And 2020 was not a normal year.
Outdoor recreation greatly increased. Washington State parks recorded 37,549,238 visitors in 2020, despite the fact all parks were closed from March 25 until May 3. In 2019, the agency logged 38,456,657 visitors in 12 months of operation.
In Idaho, 7.7 million people visited state parks in 2020, an increase of 1.2 million over the previous record. Of those visitors, 30% were from outside of Idaho. That led to Idaho State Parks doubling camping fees for nonresidents this week.
Farther afield, Oregon increased camping fees for nonresidents due to overcrowding, Montana saw a 30% increase in deer and elk hunting tags for nonresidents, and camping participation grew 28% nationwide, according to a High Country News story published this month.
That’s an additional 7.9 million people spending the night out nationwide in 2020.
“There is no question that, like all public land, we’ve seen a huge increase in visitation,” Whaley said. “And we’re studying that. Is that a permanent change?”
That’s an important question and one that will dictate how State Parks moves forward with the SUP question on the Little Spokane and more broadly.
“With usage increasing overall, we want to take a holistic approach to managing recreation on that portion of the Little Spokane,” said Anna Gill, a spokeswoman for State Parks in an email. “It’s been more than 30 years since that section of the Little Spokane was designated as a natural area and the rules were written.
“This is a good time for us to take a step back and make sure we’re continuing to protect the resource, given increased visitation and modern trends in recreation and the natural experience.”
Whaley emphasized the Little Spokane River Natural Area has strict rules to take care of the environment.
“It was designed to be an area that was unique and protected,” she said. “And we have just a few of those in the state.”
There is one other concern that Bernard Kessler, an avid kayaker and canoer, believes is worth highlighting.

Stored entries
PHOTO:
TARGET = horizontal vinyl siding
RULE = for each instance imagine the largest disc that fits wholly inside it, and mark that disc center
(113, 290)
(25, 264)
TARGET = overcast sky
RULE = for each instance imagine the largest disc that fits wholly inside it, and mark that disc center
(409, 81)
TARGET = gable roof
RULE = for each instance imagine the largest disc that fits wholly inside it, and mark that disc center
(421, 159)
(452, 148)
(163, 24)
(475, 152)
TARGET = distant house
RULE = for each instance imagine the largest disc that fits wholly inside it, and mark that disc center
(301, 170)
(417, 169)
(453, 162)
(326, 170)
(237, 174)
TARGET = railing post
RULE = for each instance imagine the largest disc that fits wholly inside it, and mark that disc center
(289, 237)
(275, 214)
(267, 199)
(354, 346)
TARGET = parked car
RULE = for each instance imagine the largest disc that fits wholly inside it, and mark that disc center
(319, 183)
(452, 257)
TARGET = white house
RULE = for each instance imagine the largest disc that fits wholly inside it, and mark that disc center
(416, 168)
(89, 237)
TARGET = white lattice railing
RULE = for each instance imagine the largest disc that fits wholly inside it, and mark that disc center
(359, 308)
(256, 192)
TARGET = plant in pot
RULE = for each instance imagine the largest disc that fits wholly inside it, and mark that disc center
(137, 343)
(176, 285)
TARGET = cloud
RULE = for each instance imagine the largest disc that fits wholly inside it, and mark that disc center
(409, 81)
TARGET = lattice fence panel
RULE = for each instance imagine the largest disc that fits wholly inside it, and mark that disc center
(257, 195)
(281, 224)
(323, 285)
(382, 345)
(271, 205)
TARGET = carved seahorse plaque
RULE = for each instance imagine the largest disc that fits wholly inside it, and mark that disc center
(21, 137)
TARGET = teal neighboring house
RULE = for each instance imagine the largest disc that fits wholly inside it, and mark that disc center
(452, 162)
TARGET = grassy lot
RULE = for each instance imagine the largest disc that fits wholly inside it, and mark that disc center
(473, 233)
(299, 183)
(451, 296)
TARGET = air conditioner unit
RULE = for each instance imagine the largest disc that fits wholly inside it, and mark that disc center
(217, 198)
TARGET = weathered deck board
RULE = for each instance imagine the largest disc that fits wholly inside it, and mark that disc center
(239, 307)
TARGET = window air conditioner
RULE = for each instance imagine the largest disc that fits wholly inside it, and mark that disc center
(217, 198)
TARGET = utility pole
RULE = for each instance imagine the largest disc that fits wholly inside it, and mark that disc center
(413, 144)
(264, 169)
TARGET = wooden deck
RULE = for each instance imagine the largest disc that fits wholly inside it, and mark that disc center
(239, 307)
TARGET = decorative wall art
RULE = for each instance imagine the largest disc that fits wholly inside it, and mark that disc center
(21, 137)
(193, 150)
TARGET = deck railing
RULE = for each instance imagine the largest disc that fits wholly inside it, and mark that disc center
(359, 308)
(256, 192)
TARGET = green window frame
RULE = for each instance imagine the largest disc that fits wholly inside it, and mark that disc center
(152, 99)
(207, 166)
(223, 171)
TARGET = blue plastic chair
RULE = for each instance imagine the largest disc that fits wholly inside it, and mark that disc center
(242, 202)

## Work order 1:
In the article on rising park visitation, how many people visited Idaho state parks in 2020?
## Work order 2:
Reproduce part of the article on rising park visitation word for word, starting at "Outdoor recreation greatly" and ending after "published this month.".
## Work order 3:
Carry on the article on rising park visitation from the point where it stops.

## Answer area 1:
7.7 million people visited Idaho state parks in 2020.

## Answer area 2:
Outdoor recreation greatly increased. Washington State parks recorded 37,549,238 visitors in 2020, despite the fact all parks were closed from March 25 until May 3. In 2019, the agency logged 38,456,657 visitors in 12 months of operation.
In Idaho, 7.7 million people visited state parks in 2020, an increase of 1.2 million over the previous record. Of those visitors, 30% were from outside of Idaho. That led to Idaho State Parks doubling camping fees for nonresidents this week.
Farther afield, Oregon increased camping fees for nonresidents due to overcrowding, Montana saw a 30% increase in deer and elk hunting tags for nonresidents, and camping participation grew 28% nationwide, according to a High Country News story published this month.

## Answer area 3:
The argument that low-cost outdoor gear has led to an increase in bad behavior is classist, he said, pointing specifically to Dupuis comment about “big box vendors” opening access to previously niche sports. He emailed his comments to the Washington State Parks Commission and provided The Spokesman-Review with a copy.
“This is a FANTASTIC example of how decisions made around regulations carry forward the insidiousness of embedded classism and racism,” he said in the email. “I am by no means suggesting this is intentional. However, when a regulator comes out and says essentially that people having access to less expensive water vehicles makes an area more accessible to them and therefore we have to ban those vehicles, we all have a pretty good idea which demographic is disproportionately left out.”
He goes on to argue that a more reasonable response to overcrowding would be to implement a permitting process for the Little Spokane.
That’s a strategy other land managers have taken during the pandemic.
Yosemite National Park recently started requiring permits for climbers making multiday attempts in the Valley.
Rocky Mountain National Park has a time-entry reservation system, as does Red Rock Canyon in Nevada.
Whaley doesn’t necessarily buy the classism argument. Instead, she said, it’s the users’ responsibility to know the rules, regulations and ethics.
“If you’re a first-time user of something, you have to understand what the requirements are,” she said.
“Of whatever you’re doing. Where can I go, where can I not go? You have to educate yourself. You have a responsibility to.”